-------- Provided data

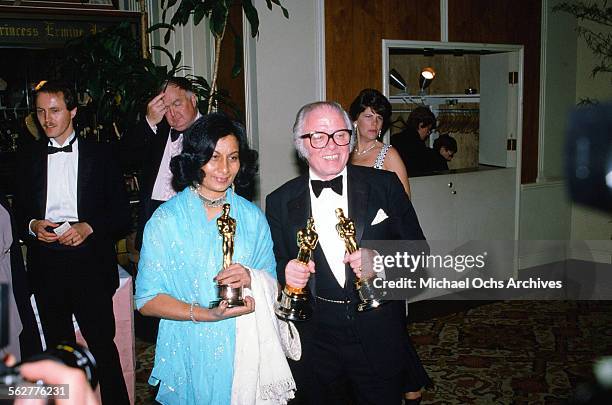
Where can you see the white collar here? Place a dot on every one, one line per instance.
(53, 142)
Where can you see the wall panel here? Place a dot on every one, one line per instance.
(507, 22)
(354, 30)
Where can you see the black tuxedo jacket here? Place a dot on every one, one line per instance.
(101, 202)
(382, 331)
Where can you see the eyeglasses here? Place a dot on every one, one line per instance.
(319, 140)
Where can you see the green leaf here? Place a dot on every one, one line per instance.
(198, 15)
(237, 68)
(251, 14)
(157, 26)
(218, 18)
(164, 50)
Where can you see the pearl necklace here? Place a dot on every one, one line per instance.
(363, 152)
(210, 203)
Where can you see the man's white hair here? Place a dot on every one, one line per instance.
(300, 118)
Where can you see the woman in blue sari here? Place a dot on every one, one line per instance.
(181, 262)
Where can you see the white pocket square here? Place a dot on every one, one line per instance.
(380, 216)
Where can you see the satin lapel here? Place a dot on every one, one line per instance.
(357, 203)
(39, 180)
(358, 191)
(299, 211)
(85, 167)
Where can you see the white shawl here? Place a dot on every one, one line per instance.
(261, 373)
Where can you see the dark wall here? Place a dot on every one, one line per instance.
(354, 30)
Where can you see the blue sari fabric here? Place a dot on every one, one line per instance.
(181, 254)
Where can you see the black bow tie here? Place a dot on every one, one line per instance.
(68, 148)
(174, 134)
(335, 184)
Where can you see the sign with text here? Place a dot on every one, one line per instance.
(45, 33)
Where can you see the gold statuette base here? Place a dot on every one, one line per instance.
(293, 305)
(233, 296)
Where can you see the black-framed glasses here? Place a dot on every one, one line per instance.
(319, 140)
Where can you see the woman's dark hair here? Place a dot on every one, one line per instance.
(421, 116)
(447, 141)
(199, 143)
(376, 101)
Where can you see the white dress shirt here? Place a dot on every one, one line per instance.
(162, 189)
(62, 173)
(324, 214)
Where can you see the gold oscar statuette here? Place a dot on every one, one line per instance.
(293, 304)
(227, 230)
(369, 296)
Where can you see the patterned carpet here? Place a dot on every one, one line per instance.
(517, 352)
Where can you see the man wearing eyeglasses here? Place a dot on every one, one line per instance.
(368, 352)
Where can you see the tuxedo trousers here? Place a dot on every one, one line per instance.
(334, 368)
(68, 281)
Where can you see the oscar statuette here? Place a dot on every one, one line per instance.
(293, 304)
(227, 230)
(369, 296)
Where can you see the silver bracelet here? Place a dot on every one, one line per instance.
(191, 316)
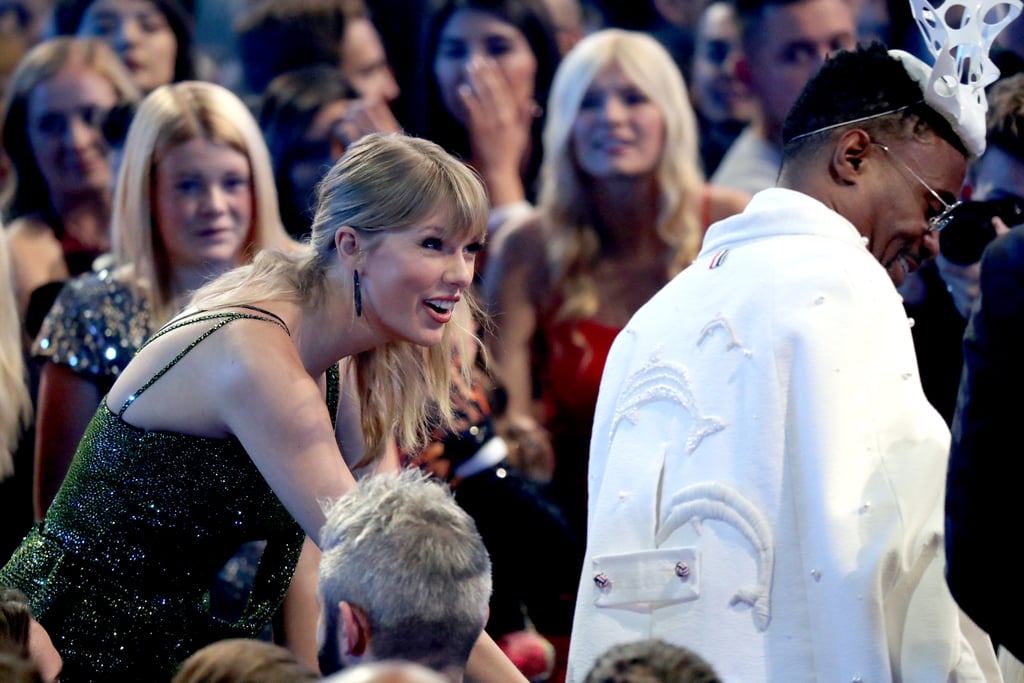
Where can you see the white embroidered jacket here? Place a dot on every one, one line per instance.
(766, 475)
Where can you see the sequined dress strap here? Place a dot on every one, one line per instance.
(222, 319)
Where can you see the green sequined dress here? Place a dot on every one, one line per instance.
(120, 569)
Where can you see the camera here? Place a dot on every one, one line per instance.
(970, 228)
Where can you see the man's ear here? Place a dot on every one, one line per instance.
(848, 156)
(355, 629)
(347, 243)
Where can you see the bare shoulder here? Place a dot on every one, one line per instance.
(522, 262)
(526, 236)
(726, 202)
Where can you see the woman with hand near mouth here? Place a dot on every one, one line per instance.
(195, 198)
(623, 207)
(230, 424)
(488, 68)
(57, 207)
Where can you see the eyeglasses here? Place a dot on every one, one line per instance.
(935, 223)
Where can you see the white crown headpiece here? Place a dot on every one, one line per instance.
(958, 35)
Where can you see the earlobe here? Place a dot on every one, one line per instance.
(346, 242)
(849, 155)
(356, 629)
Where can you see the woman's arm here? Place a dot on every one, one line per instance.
(36, 258)
(278, 412)
(301, 609)
(67, 403)
(513, 285)
(488, 665)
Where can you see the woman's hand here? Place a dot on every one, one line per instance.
(499, 129)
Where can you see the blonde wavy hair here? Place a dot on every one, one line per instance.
(564, 203)
(384, 183)
(15, 403)
(170, 116)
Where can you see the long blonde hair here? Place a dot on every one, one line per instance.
(564, 203)
(382, 184)
(15, 403)
(170, 116)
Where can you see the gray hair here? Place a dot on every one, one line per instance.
(650, 660)
(400, 548)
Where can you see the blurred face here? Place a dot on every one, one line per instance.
(718, 93)
(65, 118)
(898, 231)
(42, 652)
(138, 32)
(473, 34)
(318, 150)
(619, 131)
(793, 42)
(997, 174)
(204, 204)
(413, 279)
(364, 62)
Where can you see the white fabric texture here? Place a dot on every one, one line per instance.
(763, 415)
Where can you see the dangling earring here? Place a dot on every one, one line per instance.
(357, 293)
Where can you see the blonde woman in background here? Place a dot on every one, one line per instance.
(195, 198)
(623, 208)
(57, 204)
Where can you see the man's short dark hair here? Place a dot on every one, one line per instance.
(857, 84)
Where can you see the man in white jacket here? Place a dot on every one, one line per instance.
(766, 473)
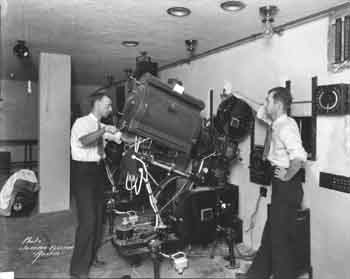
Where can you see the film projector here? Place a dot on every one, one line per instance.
(181, 162)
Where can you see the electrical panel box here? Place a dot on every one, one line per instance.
(259, 170)
(335, 182)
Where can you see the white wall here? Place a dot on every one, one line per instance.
(255, 67)
(54, 132)
(19, 113)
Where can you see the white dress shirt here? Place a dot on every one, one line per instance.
(286, 144)
(81, 127)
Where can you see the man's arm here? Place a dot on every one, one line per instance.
(92, 138)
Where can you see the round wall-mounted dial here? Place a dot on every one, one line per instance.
(328, 99)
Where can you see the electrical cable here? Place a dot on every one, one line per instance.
(252, 217)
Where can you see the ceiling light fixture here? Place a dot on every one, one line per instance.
(178, 11)
(21, 50)
(268, 13)
(232, 6)
(130, 43)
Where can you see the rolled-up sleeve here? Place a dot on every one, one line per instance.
(290, 136)
(79, 129)
(261, 114)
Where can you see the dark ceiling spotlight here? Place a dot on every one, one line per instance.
(21, 50)
(178, 11)
(267, 14)
(130, 43)
(232, 6)
(128, 72)
(191, 46)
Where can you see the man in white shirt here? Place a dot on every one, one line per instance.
(87, 147)
(286, 154)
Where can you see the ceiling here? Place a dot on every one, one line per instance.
(91, 31)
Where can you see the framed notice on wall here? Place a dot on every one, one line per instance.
(339, 40)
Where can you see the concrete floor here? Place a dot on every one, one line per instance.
(23, 238)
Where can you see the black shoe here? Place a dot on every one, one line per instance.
(98, 263)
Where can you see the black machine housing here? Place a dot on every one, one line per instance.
(154, 110)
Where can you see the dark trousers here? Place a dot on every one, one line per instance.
(87, 190)
(276, 254)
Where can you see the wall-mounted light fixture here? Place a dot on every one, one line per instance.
(130, 43)
(21, 50)
(178, 11)
(267, 14)
(232, 6)
(191, 46)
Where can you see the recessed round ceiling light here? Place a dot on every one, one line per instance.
(232, 6)
(178, 11)
(130, 43)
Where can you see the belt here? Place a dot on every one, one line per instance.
(95, 163)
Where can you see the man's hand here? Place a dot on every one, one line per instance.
(110, 129)
(127, 138)
(280, 173)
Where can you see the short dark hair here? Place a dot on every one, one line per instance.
(97, 96)
(282, 95)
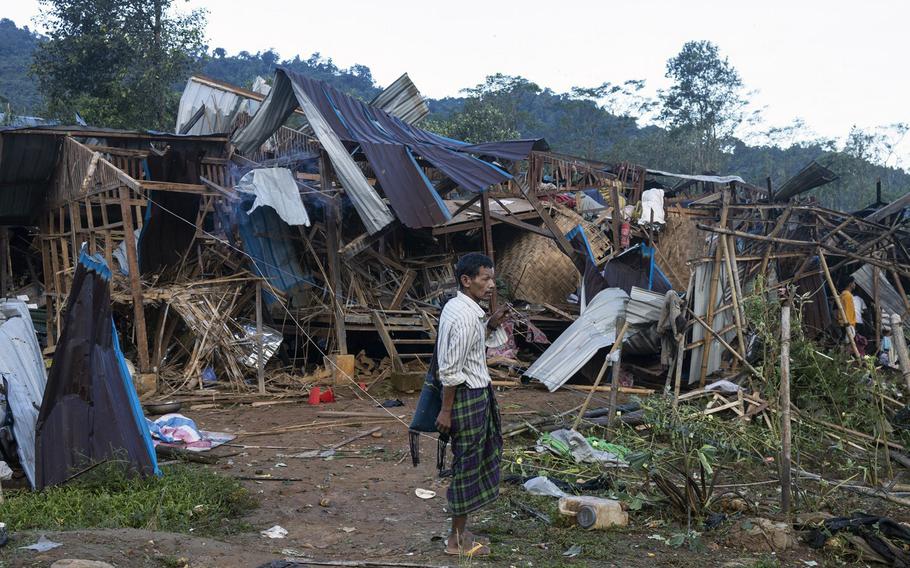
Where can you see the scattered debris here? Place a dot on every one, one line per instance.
(43, 545)
(274, 532)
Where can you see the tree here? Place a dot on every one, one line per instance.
(480, 120)
(624, 100)
(705, 104)
(117, 62)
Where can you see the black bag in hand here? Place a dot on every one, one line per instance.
(428, 406)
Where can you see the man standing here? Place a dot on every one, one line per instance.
(469, 412)
(846, 300)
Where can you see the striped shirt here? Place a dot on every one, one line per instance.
(463, 341)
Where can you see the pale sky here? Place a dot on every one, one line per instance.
(834, 63)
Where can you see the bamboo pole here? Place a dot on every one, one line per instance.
(260, 352)
(785, 481)
(877, 322)
(840, 305)
(737, 308)
(132, 259)
(712, 294)
(900, 345)
(621, 323)
(729, 348)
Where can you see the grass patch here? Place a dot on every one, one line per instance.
(185, 499)
(519, 538)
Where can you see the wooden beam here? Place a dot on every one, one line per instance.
(622, 326)
(260, 350)
(132, 260)
(712, 292)
(397, 365)
(403, 289)
(900, 345)
(616, 218)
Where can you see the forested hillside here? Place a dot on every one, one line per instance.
(17, 89)
(601, 123)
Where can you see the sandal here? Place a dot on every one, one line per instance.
(477, 549)
(473, 537)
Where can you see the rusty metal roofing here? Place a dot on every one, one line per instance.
(402, 99)
(392, 146)
(812, 176)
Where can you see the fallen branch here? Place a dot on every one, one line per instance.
(869, 491)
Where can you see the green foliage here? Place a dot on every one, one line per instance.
(704, 105)
(479, 121)
(243, 68)
(17, 90)
(117, 62)
(186, 498)
(601, 122)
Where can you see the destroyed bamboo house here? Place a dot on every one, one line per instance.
(292, 222)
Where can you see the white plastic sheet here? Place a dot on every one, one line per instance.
(276, 188)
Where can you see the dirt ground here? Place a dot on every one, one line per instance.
(359, 504)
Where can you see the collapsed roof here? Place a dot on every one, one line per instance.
(396, 151)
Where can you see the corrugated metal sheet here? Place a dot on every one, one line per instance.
(701, 295)
(812, 176)
(220, 106)
(888, 297)
(27, 163)
(389, 144)
(269, 242)
(22, 367)
(894, 207)
(275, 109)
(402, 99)
(644, 306)
(709, 179)
(592, 331)
(275, 188)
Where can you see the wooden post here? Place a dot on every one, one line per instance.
(840, 306)
(617, 219)
(680, 352)
(333, 239)
(785, 482)
(877, 322)
(900, 289)
(614, 378)
(487, 236)
(900, 345)
(5, 285)
(260, 350)
(621, 325)
(132, 260)
(737, 309)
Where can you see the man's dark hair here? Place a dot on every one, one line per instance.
(470, 264)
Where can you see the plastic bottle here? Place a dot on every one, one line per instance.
(594, 512)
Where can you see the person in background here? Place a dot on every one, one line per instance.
(846, 300)
(859, 306)
(469, 412)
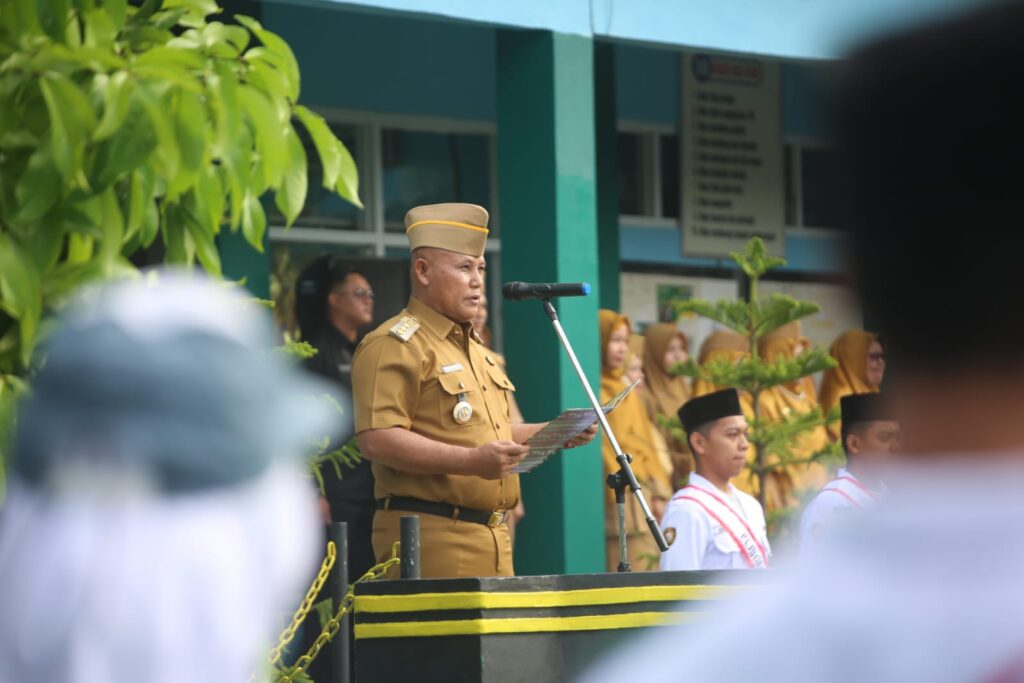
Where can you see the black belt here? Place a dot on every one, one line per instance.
(442, 510)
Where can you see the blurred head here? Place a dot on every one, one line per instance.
(614, 329)
(906, 197)
(876, 364)
(876, 439)
(350, 301)
(449, 282)
(619, 346)
(720, 447)
(676, 352)
(634, 369)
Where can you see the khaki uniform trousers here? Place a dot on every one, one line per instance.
(449, 549)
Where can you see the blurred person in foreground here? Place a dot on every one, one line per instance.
(158, 523)
(927, 586)
(869, 438)
(333, 302)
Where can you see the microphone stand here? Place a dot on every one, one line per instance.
(625, 476)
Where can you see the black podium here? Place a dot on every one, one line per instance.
(530, 629)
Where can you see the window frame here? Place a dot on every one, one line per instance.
(369, 127)
(650, 152)
(796, 144)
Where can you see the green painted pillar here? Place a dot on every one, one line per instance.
(239, 260)
(606, 136)
(547, 176)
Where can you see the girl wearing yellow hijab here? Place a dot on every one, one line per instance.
(665, 347)
(719, 345)
(634, 432)
(861, 367)
(778, 402)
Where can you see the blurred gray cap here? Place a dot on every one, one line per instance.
(166, 383)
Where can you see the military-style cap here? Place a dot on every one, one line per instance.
(458, 227)
(857, 408)
(712, 407)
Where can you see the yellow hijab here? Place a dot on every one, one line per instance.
(775, 404)
(782, 342)
(720, 344)
(629, 420)
(850, 376)
(667, 393)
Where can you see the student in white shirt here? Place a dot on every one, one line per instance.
(710, 523)
(869, 436)
(929, 584)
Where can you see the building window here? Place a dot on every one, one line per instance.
(811, 186)
(402, 162)
(423, 167)
(648, 173)
(324, 209)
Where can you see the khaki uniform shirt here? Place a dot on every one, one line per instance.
(415, 385)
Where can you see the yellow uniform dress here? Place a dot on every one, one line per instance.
(666, 394)
(776, 404)
(636, 437)
(415, 384)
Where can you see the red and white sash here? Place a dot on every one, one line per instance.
(855, 493)
(734, 524)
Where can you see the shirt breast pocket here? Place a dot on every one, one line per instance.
(501, 382)
(456, 388)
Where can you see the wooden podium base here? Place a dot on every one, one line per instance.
(530, 629)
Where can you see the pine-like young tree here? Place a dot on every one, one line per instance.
(754, 319)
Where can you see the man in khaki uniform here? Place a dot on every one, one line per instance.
(432, 408)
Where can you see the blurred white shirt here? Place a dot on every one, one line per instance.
(699, 542)
(835, 503)
(926, 586)
(144, 589)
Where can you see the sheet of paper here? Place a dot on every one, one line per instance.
(550, 439)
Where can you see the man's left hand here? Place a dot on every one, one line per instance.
(584, 437)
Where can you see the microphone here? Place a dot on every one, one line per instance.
(517, 291)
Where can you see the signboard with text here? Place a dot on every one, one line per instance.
(732, 155)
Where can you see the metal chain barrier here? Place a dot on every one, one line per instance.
(300, 614)
(332, 627)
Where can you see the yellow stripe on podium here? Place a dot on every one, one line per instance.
(540, 599)
(482, 627)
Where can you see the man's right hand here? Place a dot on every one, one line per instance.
(497, 459)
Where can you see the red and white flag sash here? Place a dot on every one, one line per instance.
(855, 493)
(726, 516)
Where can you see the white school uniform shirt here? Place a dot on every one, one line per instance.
(838, 500)
(927, 585)
(698, 542)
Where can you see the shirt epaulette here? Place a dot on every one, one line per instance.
(404, 328)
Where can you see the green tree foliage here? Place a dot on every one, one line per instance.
(753, 374)
(121, 124)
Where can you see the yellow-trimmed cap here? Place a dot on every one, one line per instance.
(458, 227)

----------------

Please output, character for character, the stretch of the data above from the line containing "Where can you see the yellow stripe" through the final line.

Problem solution:
Where can you see the yellow stripe on podium here? Place a dot on every one, one line per instance.
(540, 599)
(482, 627)
Where can you see the man's right hand here? Place a dot on every one, one line per instance.
(497, 459)
Where can you see the red and white flag sash here? Place a dot on every one, one line per instance.
(855, 493)
(726, 516)
Where can you see the white school uniform shirt here? Place a dot on every one, one line per instance.
(838, 500)
(927, 585)
(698, 542)
Where can you see the shirt epaulette here? Place a dot on every one, one line per instance.
(404, 328)
Where can you see the green tree foliage here? Place a dot on every one, one line per instance.
(753, 374)
(121, 124)
Where can you see the yellow-trimmed cap here? Place a dot on every one, one line per instance.
(458, 227)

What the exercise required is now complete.